_TASK TO CARRY OUT_
Word for word, restate each of the records below.

[MATERIAL FOR THIS EXERCISE]

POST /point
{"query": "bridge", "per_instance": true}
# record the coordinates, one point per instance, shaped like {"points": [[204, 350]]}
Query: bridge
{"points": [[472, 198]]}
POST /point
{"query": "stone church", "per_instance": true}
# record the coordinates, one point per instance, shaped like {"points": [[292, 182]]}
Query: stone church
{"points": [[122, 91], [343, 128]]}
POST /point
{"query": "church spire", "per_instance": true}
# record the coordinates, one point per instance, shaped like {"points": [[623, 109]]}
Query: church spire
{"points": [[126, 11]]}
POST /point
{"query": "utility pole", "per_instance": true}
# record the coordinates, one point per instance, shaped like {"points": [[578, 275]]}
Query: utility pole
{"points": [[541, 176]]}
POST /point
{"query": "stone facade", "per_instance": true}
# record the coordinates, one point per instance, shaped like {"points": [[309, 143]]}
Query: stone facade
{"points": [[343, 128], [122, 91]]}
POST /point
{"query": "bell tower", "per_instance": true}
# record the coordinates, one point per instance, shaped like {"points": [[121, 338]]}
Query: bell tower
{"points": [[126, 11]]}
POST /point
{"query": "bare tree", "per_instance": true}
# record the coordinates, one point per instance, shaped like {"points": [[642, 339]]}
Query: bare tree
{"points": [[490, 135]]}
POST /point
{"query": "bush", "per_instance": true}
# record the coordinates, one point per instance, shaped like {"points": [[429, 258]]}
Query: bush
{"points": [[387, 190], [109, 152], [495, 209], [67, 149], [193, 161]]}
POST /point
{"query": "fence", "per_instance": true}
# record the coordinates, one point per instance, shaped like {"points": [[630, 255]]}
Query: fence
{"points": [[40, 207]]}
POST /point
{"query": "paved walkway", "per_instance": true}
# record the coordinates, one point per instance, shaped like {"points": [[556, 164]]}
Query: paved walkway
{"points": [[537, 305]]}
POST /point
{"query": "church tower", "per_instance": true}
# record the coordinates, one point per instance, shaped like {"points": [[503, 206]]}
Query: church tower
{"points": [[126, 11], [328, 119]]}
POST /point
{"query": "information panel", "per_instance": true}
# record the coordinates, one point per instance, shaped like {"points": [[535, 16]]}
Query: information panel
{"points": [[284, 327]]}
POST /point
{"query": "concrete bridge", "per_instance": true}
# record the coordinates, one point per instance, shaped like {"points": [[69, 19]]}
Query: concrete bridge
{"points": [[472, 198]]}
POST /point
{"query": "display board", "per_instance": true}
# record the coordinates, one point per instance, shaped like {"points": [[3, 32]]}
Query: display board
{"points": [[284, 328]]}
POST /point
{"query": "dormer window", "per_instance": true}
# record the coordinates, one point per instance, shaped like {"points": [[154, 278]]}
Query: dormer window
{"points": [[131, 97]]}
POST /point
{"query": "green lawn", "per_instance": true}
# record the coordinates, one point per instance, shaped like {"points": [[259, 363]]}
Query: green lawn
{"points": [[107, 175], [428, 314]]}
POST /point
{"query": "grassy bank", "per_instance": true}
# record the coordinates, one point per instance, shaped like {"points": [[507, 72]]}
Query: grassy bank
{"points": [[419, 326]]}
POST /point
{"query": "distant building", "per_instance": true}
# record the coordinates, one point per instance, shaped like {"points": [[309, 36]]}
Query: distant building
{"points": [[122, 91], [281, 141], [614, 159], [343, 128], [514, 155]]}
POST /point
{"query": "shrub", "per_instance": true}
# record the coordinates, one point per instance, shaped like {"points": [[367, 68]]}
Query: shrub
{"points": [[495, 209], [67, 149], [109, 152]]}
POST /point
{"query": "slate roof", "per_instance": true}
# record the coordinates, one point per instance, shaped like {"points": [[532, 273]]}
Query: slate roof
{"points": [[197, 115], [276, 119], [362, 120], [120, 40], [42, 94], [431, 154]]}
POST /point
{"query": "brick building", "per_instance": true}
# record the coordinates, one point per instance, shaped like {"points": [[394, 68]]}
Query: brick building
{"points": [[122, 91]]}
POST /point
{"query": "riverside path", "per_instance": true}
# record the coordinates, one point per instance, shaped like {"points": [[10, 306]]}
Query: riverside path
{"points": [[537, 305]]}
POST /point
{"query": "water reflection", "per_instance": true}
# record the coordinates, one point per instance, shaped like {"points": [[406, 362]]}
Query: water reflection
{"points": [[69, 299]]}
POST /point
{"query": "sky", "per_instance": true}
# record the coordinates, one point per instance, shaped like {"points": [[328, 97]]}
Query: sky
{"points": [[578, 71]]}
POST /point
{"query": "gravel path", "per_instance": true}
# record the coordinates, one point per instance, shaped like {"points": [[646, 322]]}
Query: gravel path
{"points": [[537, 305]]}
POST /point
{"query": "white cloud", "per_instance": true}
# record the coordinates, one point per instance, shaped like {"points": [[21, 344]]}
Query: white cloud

[/MATERIAL FOR THIS EXERCISE]

_EXERCISE RESPONSE_
POST /point
{"query": "bridge", "per_instance": true}
# record the coordinates, one point per instance, shaped like {"points": [[204, 350]]}
Query: bridge
{"points": [[472, 198]]}
POST /point
{"query": "stone church", "per_instance": true}
# record the coordinates, one point per instance, shaped like {"points": [[292, 182]]}
Query: stone church
{"points": [[122, 91], [343, 128]]}
POST /point
{"query": "church spire", "per_instance": true}
# record the coordinates, one point per instance, shaped like {"points": [[623, 109]]}
Query: church spire
{"points": [[126, 11]]}
POST /point
{"query": "utility pole", "per_instance": true}
# record the coordinates, one point per instance, shaped like {"points": [[578, 275]]}
Query: utility pole
{"points": [[541, 176]]}
POST /point
{"query": "stone facade", "per_instance": true}
# record the coordinates, one point per instance, shaped like {"points": [[309, 143]]}
Query: stone facade
{"points": [[343, 128], [122, 91]]}
POST /point
{"query": "bell tower", "per_instance": true}
# record the coordinates, one point per instance, shaped like {"points": [[121, 338]]}
Query: bell tower
{"points": [[126, 11]]}
POST /point
{"query": "bare tree", "per_instance": true}
# record the coordinates, one point per instance, shaped like {"points": [[642, 339]]}
Query: bare tree
{"points": [[490, 135]]}
POST /point
{"query": "bush", "per_instance": true}
# record the coordinates, one point per instance, shaped like {"points": [[429, 258]]}
Query: bush
{"points": [[387, 190], [109, 152], [495, 209], [67, 149], [193, 161]]}
POST /point
{"query": "fence", "per_instance": true}
# record the coordinates, one point per instance, shaped like {"points": [[630, 255]]}
Query: fence
{"points": [[40, 207]]}
POST /point
{"query": "paved walkway", "per_instance": true}
# record the coordinates, one point per instance, shaped like {"points": [[556, 164]]}
Query: paved walkway
{"points": [[537, 305]]}
POST /point
{"query": "church tower", "per_instance": true}
# record the coordinates, one point per instance, shaped like {"points": [[503, 206]]}
Query: church tower
{"points": [[126, 11], [328, 119]]}
POST /point
{"query": "information panel", "per_instance": true}
# record the coordinates, one point per instance, shaped like {"points": [[535, 16]]}
Query: information panel
{"points": [[284, 327]]}
POST /point
{"query": "concrete bridge", "per_instance": true}
# record the coordinates, one point per instance, shaped like {"points": [[69, 19]]}
Query: concrete bridge
{"points": [[472, 198]]}
POST /point
{"query": "display board", "per_instance": true}
# record the coordinates, one point per instance, shaped like {"points": [[3, 32]]}
Query: display board
{"points": [[284, 328]]}
POST /point
{"query": "dormer window", "per_instance": true}
# record the coordinates, one point per instance, shaped like {"points": [[154, 278]]}
Query: dormer window
{"points": [[131, 97]]}
POST /point
{"query": "green lawn", "per_instance": true}
# record the coordinates, one point per instance, shaped like {"points": [[259, 363]]}
Query: green lawn
{"points": [[107, 175], [428, 314]]}
POST /point
{"query": "grassy bank", "per_instance": true}
# record the coordinates, one point per instance, shaped like {"points": [[507, 72]]}
Query: grassy bank
{"points": [[419, 326]]}
POST /point
{"query": "distant building", "per_instance": true}
# record the coordinates, one point per instance, shaped like {"points": [[309, 36]]}
Query: distant building
{"points": [[122, 91], [281, 141], [614, 159], [343, 128], [514, 155]]}
POST /point
{"query": "shrub", "per_instance": true}
# record the coordinates, one point per instance, shaped like {"points": [[367, 68]]}
Query: shrub
{"points": [[495, 209], [67, 149], [109, 152]]}
POST /point
{"query": "slate roof", "per_instance": true}
# record the coordinates, one point per instance, shaped like {"points": [[532, 273]]}
Query: slate roof
{"points": [[197, 115], [276, 119], [362, 120], [120, 40], [42, 94], [431, 154]]}
POST /point
{"query": "brick building", "per_instance": true}
# record the coordinates, one point per instance, shaped like {"points": [[394, 68]]}
Query: brick building
{"points": [[122, 91]]}
POST /point
{"query": "riverside path", "per_instance": true}
# record the coordinates, one point per instance, shaped like {"points": [[10, 306]]}
Query: riverside path
{"points": [[537, 305]]}
POST /point
{"query": "water reflection", "per_instance": true}
# record the coordinates, one point per instance, shaped like {"points": [[406, 362]]}
Query: water reflection
{"points": [[69, 299]]}
POST /point
{"query": "sky", "per_instance": true}
# record the coordinates, one point per instance, shaped like {"points": [[328, 97]]}
Query: sky
{"points": [[578, 71]]}
POST /point
{"query": "gravel path", "per_instance": true}
# record the coordinates, one point per instance, shaped like {"points": [[646, 322]]}
Query: gravel path
{"points": [[537, 305]]}
POST /point
{"query": "white cloud", "per_instance": true}
# record the coordinates, one point per instance, shaped like {"points": [[21, 344]]}
Query: white cloud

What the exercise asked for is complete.